> _SELECTION_:
— Begin —

Where did the fog come from? It is like a dream – I don’t know how I got into it. I try to trace back to see where it began, where the first mists blew in, but it seems to have pervaded even my memory.
The fog is the now, what I live in the present. It is like I have become aware of something that always was.
Many of us know the feeling. It is a feeling that we don’t often choose to feel, one that we’d rather stay away – and the farther away it stays, the better. When it comes, we want it to end – but we aren’t always aware that it is happening at all. We endure it for a while and attempt to hide it as best we can. This feeling disturbs us in the very core of our being – an existential consternation that haunts our experience.
The Fog. Do you feel it? Sometimes it is hard to tell, but for some of us, if we are still and silent long enough, it is there. Maybe it’s the voice inside telling you that you aren’t good enough. Or that you don’t belong. Sometimes it’s the sinking feeling in the stomach, when all around you is well and good.
The fog can look like many things for different people, but it is a common experience. Throughout the centuries, it has been described in varied words: pensive, anxious, somber, melancholy, depression. And as disturbing as it may be in terms of life, family, and relationships, this fog can be especially poignant in the spiritual realm. Piercing, even – not meaning so much the activities involved in following God, as much as the moment-to-moment experience of God in daily life.
Perhaps it is a wall you feel that keeps you from singing to God when everyone else in church can. Or have you ever heard someone say, You’re a godly person,
only to feel guilt the rest of the day because you’ve obviously deceived that poor person? Or do you have a sense of darkness that’s always there when you’re trying to see God’s light in the Bible and in prayer? Somewhere, we’ve found a feeling or experience that we just can’t seem to get over – we may visualize it as a wall, or a wide river, or a heavy weight. Something is keeping us from the joy of being close to God, binding as a chain to hold us back from fuller life.
If you’re not sure if you know what the fog is, allow me to share some of my experience. I have always struggled to relate. It can be hard to put it that way, but too true. I can be perceived, while socially awkward, as a caring person, and that I am. But underneath it, I have a persistent unease that invades the rest of my existence. Humor is one of my tools to dispel the thickness in the air, and I use it often because it works for a while.
I experience impostor syndrome in many roles that I fill, from work to the church. Over the years, I have consistently felt less-than, as though I deserve the mocking thoughts that I think those around me are too kind to voice. Or their anger, or their disapproval. If I could just disappear for a while and let everyone get on with their lives… While I am externally quite functional, I feel like I have to put many pieces together internally just to make it, and it’s a lot of work!

— End —

> _DATA FOR THIS EXERCISE_:
— Begin —

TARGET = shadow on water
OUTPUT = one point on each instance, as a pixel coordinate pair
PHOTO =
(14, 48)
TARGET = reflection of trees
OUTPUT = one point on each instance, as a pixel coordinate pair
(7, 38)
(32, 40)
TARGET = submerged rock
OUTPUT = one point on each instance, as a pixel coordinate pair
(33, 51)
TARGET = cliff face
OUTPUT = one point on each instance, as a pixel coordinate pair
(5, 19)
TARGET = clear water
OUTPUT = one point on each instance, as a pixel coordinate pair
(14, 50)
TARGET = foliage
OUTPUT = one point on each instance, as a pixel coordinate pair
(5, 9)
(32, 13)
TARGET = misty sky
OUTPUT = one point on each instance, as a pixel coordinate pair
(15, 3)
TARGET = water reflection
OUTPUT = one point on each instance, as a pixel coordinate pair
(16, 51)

— End —
— Begin —

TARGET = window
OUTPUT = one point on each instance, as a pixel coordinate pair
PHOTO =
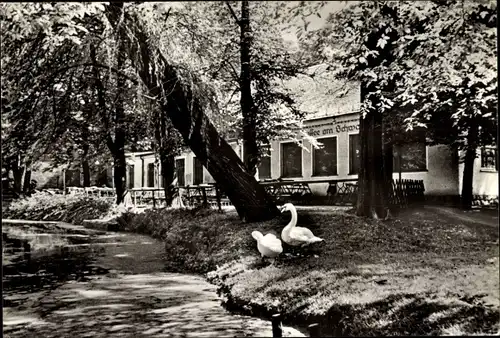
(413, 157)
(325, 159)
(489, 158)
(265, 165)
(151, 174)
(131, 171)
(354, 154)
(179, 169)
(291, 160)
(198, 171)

— End —

> _GIVEN EXERCISE 1_:
Write out word for word the part of the piece about the fog that begins with the words "Perhaps it is" and ends with "from fuller life.".
> _GIVEN EXERCISE 2_:
Pull out every line of the rows that contains the string "reflection", matching case exactly.

> _WRITTEN SOLUTION 1_:
Perhaps it is a wall you feel that keeps you from singing to God when everyone else in church can. Or have you ever heard someone say, You’re a godly person,
only to feel guilt the rest of the day because you’ve obviously deceived that poor person? Or do you have a sense of darkness that’s always there when you’re trying to see God’s light in the Bible and in prayer? Somewhere, we’ve found a feeling or experience that we just can’t seem to get over – we may visualize it as a wall, or a wide river, or a heavy weight. Something is keeping us from the joy of being close to God, binding as a chain to hold us back from fuller life.

> _WRITTEN SOLUTION 2_:
TARGET = reflection of trees
TARGET = water reflection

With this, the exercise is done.